• Study text:
══════════
Although a person can develop glaucoma at any pressure, studies have proven that regardless of the starting eye pressure, lowering the eye pressure further can slow down or stop the progression of glaucoma. How much the pressure needs to be lowered is individual and depends on the maximal untreated eye pressure, the amount of damage to the optic nerve and the amount of visual field loss present.
Before discussing treatment, it is important to briefly discuss fluid dynamics in the eye. The eye constantly makes a fluid called aqueous humor. This fluid brings oxygen and nutrients to structures in the eye that have no direct blood supply. Aqueous travels around the lens, through the pupil, and leaves through the trabecular meshwork.
The difference between the amount of fluid being made and the amount draining from the eye determines the eye pressure.
There are many ways to lower eye pressure. The first line of therapy is eye drops. Some lower pressure by decreasing the amount of fluid made in the eye, while others improve outflow. They can be used in combination to maximize pressure lowering. Most of these drops have few systemic side effects, but can cause some eye irritation, redness or itching.
There are several different lasers available for the treatment of glaucoma. Some are only appropriate for certain types of glaucoma. The most common laser procedures are laser peripheral iridotomy, laser trabeculoplasty and transscleral cyclophotocoagulation.
Laser peripheral iritomy (LPI)
This is a procedure used specifically for angle closure glaucoma or narrow angle glaucoma. In these types of glaucoma, fluid has a difficult time getting through the pupil to the front part of the eye. As a result, pressure builds up behind the iris and bows it forward like the sail of a sailboat. In general, this is a gradual process and causes narrowing of the angle which your doctor can see by gonioscopy. As the iris continues to bow forward, it can eventually block the drain and cause an attack of glaucoma.
══════════
• Dataset extract:
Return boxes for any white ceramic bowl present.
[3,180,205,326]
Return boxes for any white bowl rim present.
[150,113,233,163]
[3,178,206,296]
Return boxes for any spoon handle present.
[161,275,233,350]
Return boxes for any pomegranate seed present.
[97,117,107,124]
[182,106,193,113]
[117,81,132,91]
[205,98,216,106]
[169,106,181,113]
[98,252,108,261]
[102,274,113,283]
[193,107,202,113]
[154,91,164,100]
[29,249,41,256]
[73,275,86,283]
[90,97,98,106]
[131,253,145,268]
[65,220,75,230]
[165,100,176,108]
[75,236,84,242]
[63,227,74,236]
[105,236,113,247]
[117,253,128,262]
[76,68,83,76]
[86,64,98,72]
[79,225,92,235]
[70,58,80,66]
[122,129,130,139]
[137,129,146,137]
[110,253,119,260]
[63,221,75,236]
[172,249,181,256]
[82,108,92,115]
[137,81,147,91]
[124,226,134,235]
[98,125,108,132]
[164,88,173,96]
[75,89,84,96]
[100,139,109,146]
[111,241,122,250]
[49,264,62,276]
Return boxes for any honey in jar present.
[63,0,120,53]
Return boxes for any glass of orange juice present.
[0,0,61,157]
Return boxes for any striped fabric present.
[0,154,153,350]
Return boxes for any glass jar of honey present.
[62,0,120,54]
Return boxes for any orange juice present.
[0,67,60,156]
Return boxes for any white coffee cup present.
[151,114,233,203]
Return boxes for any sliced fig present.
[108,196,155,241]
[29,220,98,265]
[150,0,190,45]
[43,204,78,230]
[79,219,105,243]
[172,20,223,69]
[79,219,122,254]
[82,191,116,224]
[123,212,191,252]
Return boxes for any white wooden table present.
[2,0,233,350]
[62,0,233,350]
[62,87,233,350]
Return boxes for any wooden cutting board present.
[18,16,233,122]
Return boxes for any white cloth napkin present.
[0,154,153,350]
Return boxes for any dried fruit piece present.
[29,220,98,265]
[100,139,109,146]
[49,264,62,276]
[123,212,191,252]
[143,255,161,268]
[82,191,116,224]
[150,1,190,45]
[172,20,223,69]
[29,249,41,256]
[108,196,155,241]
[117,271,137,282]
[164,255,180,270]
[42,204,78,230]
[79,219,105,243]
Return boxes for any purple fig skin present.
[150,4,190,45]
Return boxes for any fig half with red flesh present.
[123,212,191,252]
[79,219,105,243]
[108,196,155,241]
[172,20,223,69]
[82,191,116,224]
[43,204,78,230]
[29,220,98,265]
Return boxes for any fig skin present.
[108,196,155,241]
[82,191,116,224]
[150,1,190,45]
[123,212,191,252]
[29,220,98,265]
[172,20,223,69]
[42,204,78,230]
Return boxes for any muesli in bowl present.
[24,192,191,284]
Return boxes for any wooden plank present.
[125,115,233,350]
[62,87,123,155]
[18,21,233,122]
══════════
• Required tasks:
1 - According to the glaucoma text, what is the first line of therapy for lowering eye pressure?
2 - Transcribe the passage of the glaucoma text starting at "Although a person" and ending at "field loss present.".
The material above has no connection to the glaucoma text.

• Solutions to each task:
1 - Eye drops.

2 -
Although a person can develop glaucoma at any pressure, studies have proven that regardless of the starting eye pressure, lowering the eye pressure further can slow down or stop the progression of glaucoma. How much the pressure needs to be lowered is individual and depends on the maximal untreated eye pressure, the amount of damage to the optic nerve and the amount of visual field loss present.